:: Directions ::
In the records below, begin at the line that has "Target: turquoise water" and stop after the line that has "For every instance of the green tree"; quote those lines verbatim and nothing more.

:: Extracted information ::
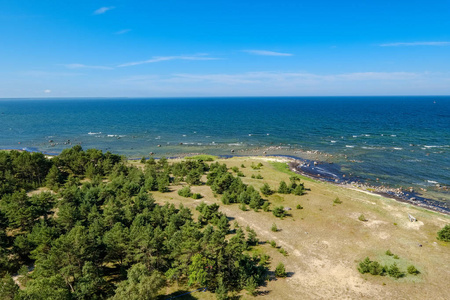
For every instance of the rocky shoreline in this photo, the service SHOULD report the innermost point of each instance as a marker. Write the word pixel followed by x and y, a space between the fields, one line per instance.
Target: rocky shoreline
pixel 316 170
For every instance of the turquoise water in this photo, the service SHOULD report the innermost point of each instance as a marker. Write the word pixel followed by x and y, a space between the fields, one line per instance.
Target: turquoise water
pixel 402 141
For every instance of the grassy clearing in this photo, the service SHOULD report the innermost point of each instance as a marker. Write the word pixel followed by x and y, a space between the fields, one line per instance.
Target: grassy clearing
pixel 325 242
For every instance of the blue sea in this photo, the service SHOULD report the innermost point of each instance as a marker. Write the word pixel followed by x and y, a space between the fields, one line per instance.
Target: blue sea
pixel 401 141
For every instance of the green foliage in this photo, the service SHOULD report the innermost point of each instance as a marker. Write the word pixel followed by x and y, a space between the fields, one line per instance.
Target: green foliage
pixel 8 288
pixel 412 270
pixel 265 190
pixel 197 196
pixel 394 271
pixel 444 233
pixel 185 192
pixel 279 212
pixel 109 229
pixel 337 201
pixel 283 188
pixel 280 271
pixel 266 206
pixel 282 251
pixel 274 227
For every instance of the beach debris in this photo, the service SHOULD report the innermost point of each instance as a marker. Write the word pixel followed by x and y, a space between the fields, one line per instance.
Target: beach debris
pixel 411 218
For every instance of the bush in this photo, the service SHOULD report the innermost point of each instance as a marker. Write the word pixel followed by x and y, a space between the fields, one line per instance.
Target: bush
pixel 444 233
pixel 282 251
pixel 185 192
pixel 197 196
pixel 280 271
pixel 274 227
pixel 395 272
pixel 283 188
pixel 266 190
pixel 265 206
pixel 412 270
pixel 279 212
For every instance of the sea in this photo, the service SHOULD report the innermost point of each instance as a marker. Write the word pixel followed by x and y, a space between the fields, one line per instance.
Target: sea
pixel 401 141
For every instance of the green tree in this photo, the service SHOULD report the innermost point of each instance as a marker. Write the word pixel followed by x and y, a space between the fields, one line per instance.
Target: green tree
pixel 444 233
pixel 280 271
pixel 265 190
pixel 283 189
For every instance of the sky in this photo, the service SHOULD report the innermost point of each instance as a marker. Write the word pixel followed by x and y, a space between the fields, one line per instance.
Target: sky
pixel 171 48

--

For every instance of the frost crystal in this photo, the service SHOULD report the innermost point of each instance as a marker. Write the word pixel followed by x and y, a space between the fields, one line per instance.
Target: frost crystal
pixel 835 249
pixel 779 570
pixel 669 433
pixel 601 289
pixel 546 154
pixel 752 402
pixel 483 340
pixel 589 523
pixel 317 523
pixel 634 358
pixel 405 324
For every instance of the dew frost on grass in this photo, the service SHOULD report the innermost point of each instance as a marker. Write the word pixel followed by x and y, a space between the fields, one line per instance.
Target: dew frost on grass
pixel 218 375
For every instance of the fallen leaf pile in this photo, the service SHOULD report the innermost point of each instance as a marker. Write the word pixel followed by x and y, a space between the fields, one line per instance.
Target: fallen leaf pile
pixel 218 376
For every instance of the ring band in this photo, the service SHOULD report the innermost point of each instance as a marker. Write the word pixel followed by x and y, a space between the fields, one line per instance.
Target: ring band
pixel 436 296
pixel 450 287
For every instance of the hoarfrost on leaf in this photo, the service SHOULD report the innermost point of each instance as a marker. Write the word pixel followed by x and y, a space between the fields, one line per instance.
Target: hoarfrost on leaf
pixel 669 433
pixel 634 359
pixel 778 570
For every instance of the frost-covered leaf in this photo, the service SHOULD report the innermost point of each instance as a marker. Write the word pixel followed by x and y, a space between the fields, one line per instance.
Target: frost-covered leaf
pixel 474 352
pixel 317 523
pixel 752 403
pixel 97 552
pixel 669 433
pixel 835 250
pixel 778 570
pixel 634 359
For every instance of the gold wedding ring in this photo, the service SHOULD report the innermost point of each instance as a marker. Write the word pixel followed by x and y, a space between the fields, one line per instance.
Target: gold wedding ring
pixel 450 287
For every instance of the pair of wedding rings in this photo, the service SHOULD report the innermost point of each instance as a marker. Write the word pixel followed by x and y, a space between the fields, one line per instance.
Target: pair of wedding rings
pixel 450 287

:: Response ::
Target: turquoise water
pixel 402 141
For every instance of the grassy clearing in this photo, the service SHOULD report the innermost point of each instance as a marker. Write the word pixel followed by x and y, a space between the fields, one line per instance.
Target: grassy clearing
pixel 325 242
For every instance of the blue sea in this photo, the service SHOULD report the innermost point of each instance as a marker. Write the word pixel followed by x and y, a space between the fields, one line per instance.
Target: blue sea
pixel 401 141
For every instance of the green foliage in this photo, the service SHOULD report the innermost point of each instance as a marker. Write the word pixel followed by x and y, a space between the fields, one line per instance.
Target: green foliage
pixel 8 288
pixel 412 270
pixel 265 190
pixel 197 196
pixel 394 271
pixel 444 233
pixel 185 192
pixel 279 212
pixel 109 229
pixel 337 201
pixel 283 188
pixel 280 271
pixel 266 206
pixel 282 251
pixel 274 227
For every instance of the beach debris in this photo, the service SHOULD report the innermost point of each instance as a marker. Write the word pixel followed by x and y, a space between the fields, one line per instance.
Target: beach debris
pixel 411 218
For every instance of the bush in this photo, the service SHOULD report the innermost point of each instance as a marker. Write the word pixel followed by x and y, a space between the fields, one line per instance.
Target: bush
pixel 444 233
pixel 282 251
pixel 185 192
pixel 197 196
pixel 280 271
pixel 274 227
pixel 395 272
pixel 283 188
pixel 266 190
pixel 265 206
pixel 412 270
pixel 279 212
For every instance of the sea in this photo, the service SHOULD report the innermost point of each instance as a marker. Write the word pixel followed by x and y, a space between the fields, one line per instance.
Target: sea
pixel 401 141
For every instance of the green tree in this photo, the service SHOULD report the innermost point of each instance as a marker. Write the word pixel followed by x and y, a space between the fields, one line per instance.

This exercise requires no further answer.